*** Block opens ***

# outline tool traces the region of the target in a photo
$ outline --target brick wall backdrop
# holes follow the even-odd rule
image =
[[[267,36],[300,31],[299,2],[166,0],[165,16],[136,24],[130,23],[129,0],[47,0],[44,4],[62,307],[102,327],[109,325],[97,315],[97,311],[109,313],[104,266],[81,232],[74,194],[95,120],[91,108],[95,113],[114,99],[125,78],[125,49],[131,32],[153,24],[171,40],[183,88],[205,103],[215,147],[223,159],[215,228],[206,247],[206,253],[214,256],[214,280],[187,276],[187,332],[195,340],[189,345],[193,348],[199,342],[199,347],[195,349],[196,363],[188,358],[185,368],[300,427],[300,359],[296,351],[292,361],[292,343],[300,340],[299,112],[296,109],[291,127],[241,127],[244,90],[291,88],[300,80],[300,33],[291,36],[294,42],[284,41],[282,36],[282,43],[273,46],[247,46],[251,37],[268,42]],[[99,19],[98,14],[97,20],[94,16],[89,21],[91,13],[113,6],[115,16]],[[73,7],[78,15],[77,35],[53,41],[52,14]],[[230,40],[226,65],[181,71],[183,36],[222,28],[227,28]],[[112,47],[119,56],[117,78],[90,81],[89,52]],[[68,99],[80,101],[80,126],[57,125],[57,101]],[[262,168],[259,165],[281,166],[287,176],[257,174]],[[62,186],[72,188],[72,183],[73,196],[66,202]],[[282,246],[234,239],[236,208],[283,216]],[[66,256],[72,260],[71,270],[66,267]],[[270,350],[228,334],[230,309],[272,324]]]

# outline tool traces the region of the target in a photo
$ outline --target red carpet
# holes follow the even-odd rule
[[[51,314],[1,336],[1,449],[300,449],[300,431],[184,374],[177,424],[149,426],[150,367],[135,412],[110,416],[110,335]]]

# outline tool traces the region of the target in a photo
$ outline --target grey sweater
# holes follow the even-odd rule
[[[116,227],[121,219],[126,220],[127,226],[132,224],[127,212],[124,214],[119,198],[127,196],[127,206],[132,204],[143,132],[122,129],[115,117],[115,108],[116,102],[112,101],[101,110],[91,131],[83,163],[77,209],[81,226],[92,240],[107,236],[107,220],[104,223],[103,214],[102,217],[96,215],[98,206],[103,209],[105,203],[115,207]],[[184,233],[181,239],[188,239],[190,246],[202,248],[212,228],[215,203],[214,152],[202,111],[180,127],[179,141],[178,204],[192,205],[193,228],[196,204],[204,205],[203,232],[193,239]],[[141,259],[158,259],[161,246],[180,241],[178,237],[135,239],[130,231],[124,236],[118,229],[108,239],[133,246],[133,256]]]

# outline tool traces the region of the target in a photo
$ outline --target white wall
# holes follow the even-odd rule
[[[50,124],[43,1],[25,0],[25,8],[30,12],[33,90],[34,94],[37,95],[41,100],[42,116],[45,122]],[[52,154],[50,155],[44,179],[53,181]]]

*** Block closes ***

Write out every entry above exactly as given.

# outline tool traces the region of the target in a photo
$ outline --target brick wall backdrop
# holes follow the even-odd rule
image =
[[[267,36],[300,31],[299,2],[166,0],[165,16],[136,24],[130,23],[129,0],[47,0],[44,4],[62,307],[102,327],[109,325],[97,315],[97,311],[109,313],[104,266],[81,232],[74,194],[95,120],[91,108],[95,113],[114,99],[125,78],[125,49],[131,32],[153,24],[171,40],[183,88],[205,103],[215,147],[223,159],[215,228],[206,247],[206,253],[214,256],[214,280],[187,276],[187,332],[195,340],[189,345],[193,348],[199,342],[199,347],[195,349],[196,363],[188,358],[185,368],[300,427],[300,359],[296,351],[292,361],[292,343],[300,340],[299,112],[296,109],[291,127],[241,127],[244,90],[291,88],[300,80],[300,33],[291,36],[294,42],[284,41],[282,36],[282,43],[273,46],[247,46],[251,37],[268,42]],[[99,19],[98,14],[97,20],[94,16],[89,21],[91,13],[113,6],[115,16]],[[73,7],[78,15],[77,35],[53,41],[52,14]],[[230,40],[226,65],[181,71],[183,36],[222,28],[227,28]],[[112,47],[119,56],[117,78],[90,81],[89,52]],[[68,99],[80,101],[80,126],[57,125],[57,101]],[[262,168],[259,165],[281,166],[287,176],[257,174]],[[62,186],[72,188],[72,183],[73,196],[66,202]],[[282,246],[234,239],[236,208],[283,216]],[[66,256],[72,260],[71,270],[66,267]],[[270,350],[228,334],[230,309],[272,324]]]

# outline tool traces the region of the target in a photo
$ outline --target red carpet
# holes follow the even-odd rule
[[[51,314],[1,336],[1,449],[300,449],[300,431],[184,374],[177,424],[149,426],[150,367],[135,412],[110,416],[110,335]]]

# outline tool traces the region of the target in a photo
$ outline --target grey sweater
# holes follow the even-odd rule
[[[116,227],[121,219],[126,220],[127,226],[132,224],[127,212],[124,214],[119,198],[127,196],[127,206],[132,204],[143,132],[122,129],[115,117],[115,108],[116,102],[112,101],[101,110],[91,131],[83,163],[77,209],[81,226],[92,240],[107,236],[107,220],[104,223],[103,214],[102,217],[96,215],[98,206],[103,209],[105,203],[115,207]],[[184,233],[181,239],[188,239],[190,246],[202,248],[212,228],[215,203],[214,152],[202,111],[180,127],[179,141],[178,204],[192,205],[193,228],[196,204],[204,205],[203,232],[193,239]],[[141,259],[158,259],[161,246],[180,241],[178,237],[135,239],[130,231],[124,236],[118,229],[108,239],[133,246],[133,256]]]

# outline tool traces the region of the target in a photo
$ outline --target white wall
# holes follow the even-odd rule
[[[50,124],[43,1],[25,0],[25,8],[30,12],[33,90],[34,94],[37,95],[41,100],[42,116],[45,122]],[[52,154],[50,155],[44,179],[53,181]]]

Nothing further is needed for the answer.